### Passage shown
— Begin —

$\newcommand{\ga}{\gamma}$ $\newcommand{\al}{\alpha}$
I would like to find an example for a Riemannian manifold, that has two conjugate points $p,q$ with only one connecting geodesic between them.
(This is the geodesic they are conjugate along)
Explanation:
Consider a parametrized family of geodesics starting from a fixed point $p$, i.e:
$\ga_s(t)=\ga(t,s), \ga_s(0)=\ga_0(0)=p$ where for each fixed $s$ , the path $t \to \ga_s(t)$ is a geodesic in $M$.
Then $J(t)= \frac{\partial \ga}{\partial s}(t,0)$ is a Jacobi field, along the geodesic $\ga_0$.
Moreover, every Jacobi field can be realized from such a variation of geodesics.
By definition, if $p,q$ are conjugate along some geodesic $\al$, there exsits a nonzero Jacobi field along $\ga$ that vanishes at $p,q$. This means there is some variation $\ga(t,s)$ of $\al$ ($\ga_0=\al$) where $J(t)= \frac{\partial \ga}{\partial s}(t,0)$.

— End —

### Provided data
— Begin —

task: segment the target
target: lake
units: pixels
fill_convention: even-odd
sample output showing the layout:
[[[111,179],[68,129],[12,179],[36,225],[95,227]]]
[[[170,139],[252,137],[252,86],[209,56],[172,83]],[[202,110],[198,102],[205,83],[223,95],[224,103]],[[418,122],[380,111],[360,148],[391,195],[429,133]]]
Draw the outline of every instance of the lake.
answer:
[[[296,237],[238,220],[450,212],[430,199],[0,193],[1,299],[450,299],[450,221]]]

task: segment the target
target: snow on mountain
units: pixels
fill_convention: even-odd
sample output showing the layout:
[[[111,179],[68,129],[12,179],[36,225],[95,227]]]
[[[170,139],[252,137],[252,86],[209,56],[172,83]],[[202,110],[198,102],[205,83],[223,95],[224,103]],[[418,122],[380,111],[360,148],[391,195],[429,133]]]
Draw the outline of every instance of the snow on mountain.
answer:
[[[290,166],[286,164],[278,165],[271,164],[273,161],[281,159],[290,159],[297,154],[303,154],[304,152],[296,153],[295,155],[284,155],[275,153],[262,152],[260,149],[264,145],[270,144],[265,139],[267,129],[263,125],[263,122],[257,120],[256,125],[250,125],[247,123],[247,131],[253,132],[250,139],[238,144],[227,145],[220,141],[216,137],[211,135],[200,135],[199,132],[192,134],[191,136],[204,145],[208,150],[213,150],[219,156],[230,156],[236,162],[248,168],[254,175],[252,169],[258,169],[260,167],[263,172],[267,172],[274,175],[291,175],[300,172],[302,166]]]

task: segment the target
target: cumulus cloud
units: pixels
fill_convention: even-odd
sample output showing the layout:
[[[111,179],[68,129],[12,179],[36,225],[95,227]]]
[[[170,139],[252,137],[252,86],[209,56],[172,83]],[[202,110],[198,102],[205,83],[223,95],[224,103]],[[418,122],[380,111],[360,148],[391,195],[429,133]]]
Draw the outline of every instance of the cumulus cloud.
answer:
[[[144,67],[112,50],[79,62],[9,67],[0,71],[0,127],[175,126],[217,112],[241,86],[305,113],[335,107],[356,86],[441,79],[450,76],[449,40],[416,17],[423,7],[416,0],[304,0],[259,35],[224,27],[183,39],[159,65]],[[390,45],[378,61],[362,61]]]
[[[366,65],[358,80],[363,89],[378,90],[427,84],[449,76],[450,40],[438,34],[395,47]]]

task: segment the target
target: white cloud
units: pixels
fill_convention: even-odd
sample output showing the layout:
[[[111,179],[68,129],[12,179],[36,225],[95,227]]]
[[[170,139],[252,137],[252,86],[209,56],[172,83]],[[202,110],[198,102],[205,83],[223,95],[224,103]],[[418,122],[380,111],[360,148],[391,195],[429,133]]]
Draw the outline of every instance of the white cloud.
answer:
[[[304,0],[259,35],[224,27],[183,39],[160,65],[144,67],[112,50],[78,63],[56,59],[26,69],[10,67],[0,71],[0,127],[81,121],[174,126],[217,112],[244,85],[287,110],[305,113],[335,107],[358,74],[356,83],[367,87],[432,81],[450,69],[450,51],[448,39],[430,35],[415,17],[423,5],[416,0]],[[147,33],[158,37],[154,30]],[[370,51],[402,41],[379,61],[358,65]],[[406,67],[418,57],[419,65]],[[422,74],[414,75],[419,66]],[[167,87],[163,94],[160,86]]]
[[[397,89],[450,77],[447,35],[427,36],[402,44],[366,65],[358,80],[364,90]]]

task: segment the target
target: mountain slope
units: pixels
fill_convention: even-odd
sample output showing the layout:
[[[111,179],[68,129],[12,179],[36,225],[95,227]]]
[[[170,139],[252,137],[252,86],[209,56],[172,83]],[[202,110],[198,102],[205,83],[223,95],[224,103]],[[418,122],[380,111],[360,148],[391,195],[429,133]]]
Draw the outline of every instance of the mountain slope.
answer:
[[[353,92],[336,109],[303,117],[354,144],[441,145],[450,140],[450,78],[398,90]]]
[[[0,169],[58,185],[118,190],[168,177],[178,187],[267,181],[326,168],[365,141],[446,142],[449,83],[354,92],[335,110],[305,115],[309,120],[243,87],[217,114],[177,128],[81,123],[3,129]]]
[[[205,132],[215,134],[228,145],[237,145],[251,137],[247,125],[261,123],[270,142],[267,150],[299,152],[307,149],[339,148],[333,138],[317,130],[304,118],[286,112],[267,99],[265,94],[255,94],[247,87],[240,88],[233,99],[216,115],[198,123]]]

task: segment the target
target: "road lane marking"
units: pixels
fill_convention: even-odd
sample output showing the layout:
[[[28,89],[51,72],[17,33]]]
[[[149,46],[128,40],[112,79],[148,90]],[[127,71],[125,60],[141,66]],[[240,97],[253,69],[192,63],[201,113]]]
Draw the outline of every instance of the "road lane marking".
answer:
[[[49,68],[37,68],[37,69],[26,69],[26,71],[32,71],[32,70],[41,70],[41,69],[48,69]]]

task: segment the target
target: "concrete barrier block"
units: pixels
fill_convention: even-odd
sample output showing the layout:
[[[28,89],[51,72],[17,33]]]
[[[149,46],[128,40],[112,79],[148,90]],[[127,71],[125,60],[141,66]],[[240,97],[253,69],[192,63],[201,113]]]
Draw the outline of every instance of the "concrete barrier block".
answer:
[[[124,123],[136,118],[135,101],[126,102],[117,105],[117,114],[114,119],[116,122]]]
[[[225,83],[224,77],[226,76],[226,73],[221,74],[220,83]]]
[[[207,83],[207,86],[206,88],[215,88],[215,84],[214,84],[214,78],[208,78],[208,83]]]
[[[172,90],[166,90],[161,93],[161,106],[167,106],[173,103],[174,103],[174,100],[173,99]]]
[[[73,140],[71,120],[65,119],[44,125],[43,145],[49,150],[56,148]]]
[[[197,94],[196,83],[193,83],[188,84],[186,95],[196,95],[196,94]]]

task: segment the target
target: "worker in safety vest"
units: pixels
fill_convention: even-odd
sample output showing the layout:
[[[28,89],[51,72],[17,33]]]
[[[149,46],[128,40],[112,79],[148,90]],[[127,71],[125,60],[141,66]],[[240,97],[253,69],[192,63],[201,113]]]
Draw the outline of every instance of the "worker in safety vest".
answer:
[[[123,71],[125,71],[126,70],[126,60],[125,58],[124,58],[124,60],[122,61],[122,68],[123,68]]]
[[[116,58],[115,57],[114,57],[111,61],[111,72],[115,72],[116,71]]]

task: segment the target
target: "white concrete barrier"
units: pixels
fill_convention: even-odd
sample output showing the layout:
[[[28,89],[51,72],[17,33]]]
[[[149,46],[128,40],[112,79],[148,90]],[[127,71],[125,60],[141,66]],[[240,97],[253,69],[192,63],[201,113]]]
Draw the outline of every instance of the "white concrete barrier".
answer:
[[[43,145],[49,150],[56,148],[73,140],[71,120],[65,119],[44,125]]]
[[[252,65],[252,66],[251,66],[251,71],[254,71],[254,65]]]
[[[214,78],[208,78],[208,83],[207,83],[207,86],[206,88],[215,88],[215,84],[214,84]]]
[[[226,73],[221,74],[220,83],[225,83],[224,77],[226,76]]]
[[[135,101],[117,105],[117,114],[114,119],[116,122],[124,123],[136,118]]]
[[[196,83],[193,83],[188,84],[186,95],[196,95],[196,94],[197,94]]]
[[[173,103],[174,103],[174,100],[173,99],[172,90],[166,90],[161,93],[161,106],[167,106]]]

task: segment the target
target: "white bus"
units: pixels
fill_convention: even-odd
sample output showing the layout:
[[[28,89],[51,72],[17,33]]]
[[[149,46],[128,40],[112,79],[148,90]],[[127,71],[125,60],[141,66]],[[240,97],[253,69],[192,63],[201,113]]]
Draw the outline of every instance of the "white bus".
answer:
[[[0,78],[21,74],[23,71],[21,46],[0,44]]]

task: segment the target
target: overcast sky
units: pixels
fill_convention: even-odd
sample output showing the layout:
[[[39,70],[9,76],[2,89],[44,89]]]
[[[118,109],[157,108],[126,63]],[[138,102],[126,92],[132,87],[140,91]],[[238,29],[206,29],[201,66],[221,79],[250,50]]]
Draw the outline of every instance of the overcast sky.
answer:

— End —

### Exercise set
1. According to the post on conjugate points, what is J(t) = ∂γ/∂s(t,0) along the geodesic γ₀?
2. List the conditions that the post on conjugate points gives for the parametrized family of geodesics starting from p.
3. Write the next part of the post on conjugate points, starting after its last sentence.
The entries are separate material and are not part of the post on conjugate points.

### Solved problems
1. A Jacobi field.

2.
- γₛ(t) = γ(t,s).
- Every geodesic in the family starts at the fixed point p: γₛ(0) = γ₀(0) = p.
- For each fixed s, the path t → γₛ(t) is a geodesic in M.

3.
Assume $\al(t_0)=q$. Then $0=J(t_0)= \frac{\partial \ga}{\partial s}(t_0,0)$, so one can say that "$\gamma_s(1)$, is the point $q$ only up to first order in $s$", but we cannot conclude there exists an $s \neq 0$ such that $\ga_s(t_0)=q$.
(Of course, if we knew that $\ga_s(t_0)=q$ for all $s \in (\epsilon,\epsilon)$ this would imply $J(t_0)=0$ but not vice-versa).
In the language of wikipdeia:
"Therefore, if two points are conjugate, it is not necessary that there exist two distinct geodesics joining them"